Rows
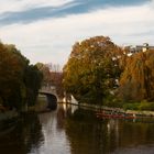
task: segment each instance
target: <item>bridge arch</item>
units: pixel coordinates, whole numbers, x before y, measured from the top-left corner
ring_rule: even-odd
[[[46,91],[40,91],[38,94],[46,96],[48,109],[54,110],[57,108],[57,97],[55,95]]]

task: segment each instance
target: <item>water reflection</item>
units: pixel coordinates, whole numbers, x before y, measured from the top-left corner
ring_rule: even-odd
[[[2,154],[153,154],[154,123],[98,120],[92,111],[59,105],[56,111],[28,113],[6,134]]]
[[[43,141],[41,123],[35,113],[24,114],[8,130],[0,133],[1,154],[28,154],[32,147],[37,148]]]

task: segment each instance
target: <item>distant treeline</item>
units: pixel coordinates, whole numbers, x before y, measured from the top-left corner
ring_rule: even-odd
[[[145,108],[154,110],[154,50],[129,53],[105,36],[77,42],[64,67],[65,90],[79,102],[112,107],[139,102],[138,109],[146,102]]]
[[[14,45],[0,43],[0,107],[21,111],[33,106],[42,78]]]

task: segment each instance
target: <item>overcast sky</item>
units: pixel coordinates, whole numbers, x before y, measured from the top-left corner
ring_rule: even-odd
[[[154,0],[0,0],[0,40],[33,64],[63,66],[75,42],[97,35],[154,45]]]

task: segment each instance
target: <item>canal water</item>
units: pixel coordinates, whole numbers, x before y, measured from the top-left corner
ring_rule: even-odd
[[[99,120],[92,111],[59,105],[1,130],[0,154],[154,154],[154,122]]]

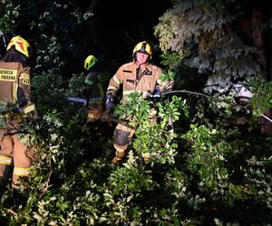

Stated goal
List every line above that contains the string "target", copying each one in full.

Output for this exercise
target: <item>bridge arch</item>
target: <item>water reflection</item>
target: <item>distant treeline</item>
target: <item>overcast sky</item>
target: <item>canal water</item>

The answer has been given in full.